• Passage cité:
Du côté de Bercy, il semble cependant que l'on ne se fait guère d'illusions. On voit mal en effet pourquoi les Italiens répondraient davantage aux demandes de la Commission européenne d'ici à un mois. Ce nouveau délai pourrait en fait permettre à Paris de peaufiner un éventuel plan B et de ménager les susceptibilités. En outre, il n'y a pas urgence à sceller l'avenir des Chantiers de l'Atlantique qui disposent d'un carnet de commandes bien rempli.

Depuis la faillite de STX, la maison mère sud-coréenne des Chantiers (qui ont repris leur nom d'origine en juin 2018), l'entreprise de Saint-Nazaire, spécialisée dans les paquebots et navires militaires de grande taille, est détenue par l'Etat français à hauteur de 84,3 % du capital, Naval Group (11,7 %), les salariés (2,4 %) et des sociétés locales (1,6 %). Un projet de cession scellé en avril 2017 prévoit que Fincantieri en prenne 50 % du capital, plus 1 % supplémentaire prêté par l'Etat français, lequel se réserve le droit de le reprendre si le groupe italien ne respectait pas ses engagements.

Quel plan B ?

Car le dossier est particulièrement sensible. Le secteur de la construction des grands navires de croisière reste une chasse gardée européenne face à la concurrence asiatique, avec trois chantiers qui se partagent le marché : les Chantiers de l'Atlantique, Fincantieri et l'allemand Meyer Werft. Mais l'italien a noué une alliance avec le géant chinois de la construction navale CSCC afin de faire construire dans ses chantiers des paquebots destinés spécifiquement au marché de la croisière en Asie. Un marché pour l'heure à l'arrêt, comme sur toutes les mers du globe du fait de la pandémie de Covid-19 mais la perspective d'un transfert de technologies et de savoir-faire inquiète.

• Données fournies:
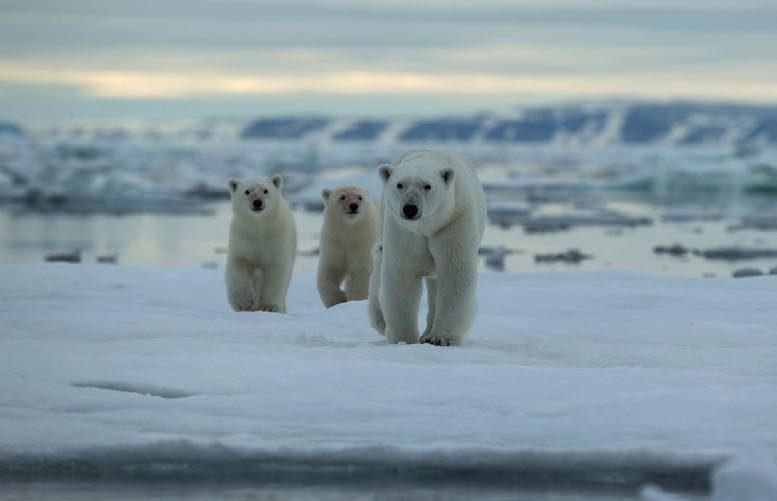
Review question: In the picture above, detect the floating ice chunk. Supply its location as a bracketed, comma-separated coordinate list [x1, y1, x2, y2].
[711, 451, 777, 501]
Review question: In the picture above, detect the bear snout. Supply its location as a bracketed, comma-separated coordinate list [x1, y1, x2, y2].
[402, 204, 418, 219]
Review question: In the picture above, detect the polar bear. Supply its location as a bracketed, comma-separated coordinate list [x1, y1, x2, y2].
[226, 175, 297, 313]
[317, 186, 378, 308]
[368, 149, 486, 346]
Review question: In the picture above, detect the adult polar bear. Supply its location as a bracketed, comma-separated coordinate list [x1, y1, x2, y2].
[369, 149, 486, 346]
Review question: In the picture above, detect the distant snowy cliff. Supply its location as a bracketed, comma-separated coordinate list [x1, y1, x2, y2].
[0, 102, 777, 213]
[240, 102, 777, 147]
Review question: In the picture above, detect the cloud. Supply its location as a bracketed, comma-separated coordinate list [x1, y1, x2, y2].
[0, 62, 777, 101]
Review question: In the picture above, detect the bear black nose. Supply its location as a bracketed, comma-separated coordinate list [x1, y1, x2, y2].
[402, 204, 418, 219]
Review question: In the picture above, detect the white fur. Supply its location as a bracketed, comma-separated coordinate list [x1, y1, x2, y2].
[317, 186, 378, 308]
[369, 150, 486, 345]
[226, 176, 297, 313]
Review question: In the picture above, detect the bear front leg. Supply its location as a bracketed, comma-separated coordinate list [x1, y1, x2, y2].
[421, 277, 437, 343]
[421, 267, 477, 346]
[226, 258, 257, 311]
[379, 268, 421, 344]
[316, 265, 347, 308]
[345, 264, 372, 301]
[257, 263, 291, 313]
[367, 243, 386, 336]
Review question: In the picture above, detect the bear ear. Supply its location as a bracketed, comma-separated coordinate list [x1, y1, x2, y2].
[440, 169, 456, 185]
[378, 164, 393, 183]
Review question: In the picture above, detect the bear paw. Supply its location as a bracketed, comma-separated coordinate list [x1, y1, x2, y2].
[418, 335, 456, 346]
[231, 294, 256, 311]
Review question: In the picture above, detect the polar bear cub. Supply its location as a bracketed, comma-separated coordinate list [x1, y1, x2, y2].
[368, 149, 486, 346]
[226, 175, 297, 313]
[317, 186, 378, 308]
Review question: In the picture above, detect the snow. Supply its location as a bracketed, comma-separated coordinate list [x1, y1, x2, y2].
[712, 450, 777, 501]
[0, 263, 777, 490]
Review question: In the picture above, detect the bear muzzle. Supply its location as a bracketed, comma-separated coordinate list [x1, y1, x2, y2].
[402, 204, 421, 221]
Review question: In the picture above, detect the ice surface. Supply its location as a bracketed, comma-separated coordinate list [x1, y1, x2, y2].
[712, 450, 777, 501]
[0, 263, 777, 490]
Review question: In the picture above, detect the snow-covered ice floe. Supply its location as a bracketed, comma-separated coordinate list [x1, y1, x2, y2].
[0, 263, 777, 489]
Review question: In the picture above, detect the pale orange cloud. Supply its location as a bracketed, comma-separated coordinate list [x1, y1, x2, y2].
[0, 61, 777, 101]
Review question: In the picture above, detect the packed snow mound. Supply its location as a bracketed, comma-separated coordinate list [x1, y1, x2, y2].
[0, 264, 777, 485]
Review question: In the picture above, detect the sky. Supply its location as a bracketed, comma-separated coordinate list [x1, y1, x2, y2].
[0, 0, 777, 123]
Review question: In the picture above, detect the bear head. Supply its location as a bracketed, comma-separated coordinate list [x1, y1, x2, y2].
[321, 186, 370, 223]
[229, 175, 283, 217]
[378, 154, 456, 228]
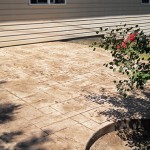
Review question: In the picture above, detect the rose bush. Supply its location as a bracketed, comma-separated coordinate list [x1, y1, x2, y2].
[91, 24, 150, 96]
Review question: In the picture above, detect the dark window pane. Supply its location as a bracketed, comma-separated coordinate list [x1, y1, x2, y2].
[55, 0, 65, 4]
[38, 0, 47, 4]
[142, 0, 149, 3]
[31, 0, 37, 4]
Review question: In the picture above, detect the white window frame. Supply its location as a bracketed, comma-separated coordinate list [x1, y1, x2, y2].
[141, 0, 150, 5]
[29, 0, 66, 5]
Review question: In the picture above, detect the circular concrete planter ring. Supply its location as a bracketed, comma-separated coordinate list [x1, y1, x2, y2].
[85, 119, 150, 150]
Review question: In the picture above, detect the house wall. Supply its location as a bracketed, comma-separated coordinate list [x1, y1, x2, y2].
[0, 0, 150, 47]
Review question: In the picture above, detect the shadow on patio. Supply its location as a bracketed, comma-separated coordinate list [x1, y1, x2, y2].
[0, 103, 50, 150]
[85, 87, 150, 120]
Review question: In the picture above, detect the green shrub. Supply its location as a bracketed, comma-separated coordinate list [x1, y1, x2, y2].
[92, 24, 150, 96]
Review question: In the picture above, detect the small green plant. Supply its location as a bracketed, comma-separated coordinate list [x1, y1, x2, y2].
[91, 24, 150, 96]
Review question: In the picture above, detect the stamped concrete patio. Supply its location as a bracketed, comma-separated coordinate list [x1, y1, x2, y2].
[0, 42, 149, 150]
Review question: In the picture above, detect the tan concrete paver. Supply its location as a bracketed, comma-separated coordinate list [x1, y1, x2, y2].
[23, 92, 60, 109]
[0, 90, 25, 105]
[34, 113, 69, 128]
[55, 124, 93, 150]
[82, 107, 107, 123]
[4, 79, 39, 98]
[42, 135, 75, 150]
[42, 118, 77, 133]
[0, 42, 131, 150]
[71, 114, 90, 123]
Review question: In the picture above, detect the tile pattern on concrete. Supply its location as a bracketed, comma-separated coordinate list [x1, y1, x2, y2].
[0, 42, 149, 150]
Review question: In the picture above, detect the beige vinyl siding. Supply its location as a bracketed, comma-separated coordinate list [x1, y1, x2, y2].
[0, 0, 150, 47]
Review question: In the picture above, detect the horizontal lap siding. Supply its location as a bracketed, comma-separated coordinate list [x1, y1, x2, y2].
[0, 0, 150, 47]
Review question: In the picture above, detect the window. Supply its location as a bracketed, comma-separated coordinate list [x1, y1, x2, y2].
[30, 0, 66, 4]
[142, 0, 150, 4]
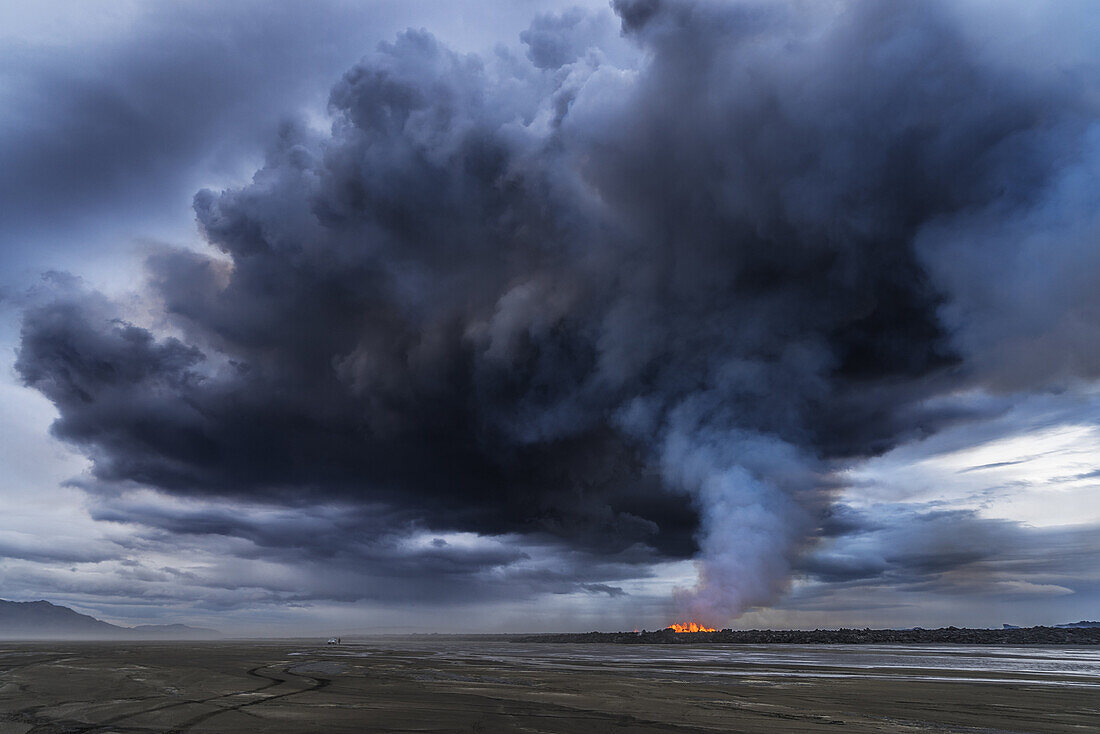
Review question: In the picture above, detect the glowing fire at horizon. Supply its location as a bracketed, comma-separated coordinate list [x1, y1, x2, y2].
[669, 622, 718, 632]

• Travail demandé:
• A. Répondez à ces questions d'après le passage cité :
(i) Quelle part du capital des Chantiers de l'Atlantique l'État français détient-il ?
(ii) Quelle part du capital le projet de cession d'avril 2017 prévoit-il pour Fincantieri ?
(iii) Avec quel groupe chinois Fincantieri s'est-il allié ?
• B. Extrayez du passage cité le segment allant de « Car le dossier » jusqu'à « de savoir-faire inquiète. ».
• C. Relevez dans le passage cité tous les détenteurs actuels du capital de l'entreprise de Saint-Nazaire, avec la part de chacun.

• Réponses rédigées:
• A.
(i) 84,3 %.
(ii) 50 %, plus 1 % supplémentaire prêté par l'État français.
(iii) CSCC.

• B.
Car le dossier est particulièrement sensible. Le secteur de la construction des grands navires de croisière reste une chasse gardée européenne face à la concurrence asiatique, avec trois chantiers qui se partagent le marché : les Chantiers de l'Atlantique, Fincantieri et l'allemand Meyer Werft. Mais l'italien a noué une alliance avec le géant chinois de la construction navale CSCC afin de faire construire dans ses chantiers des paquebots destinés spécifiquement au marché de la croisière en Asie. Un marché pour l'heure à l'arrêt, comme sur toutes les mers du globe du fait de la pandémie de Covid-19 mais la perspective d'un transfert de technologies et de savoir-faire inquiète.

• C.
L'État français (84,3 %)
Naval Group (11,7 %)
Les salariés (2,4 %)
Des sociétés locales (1,6 %)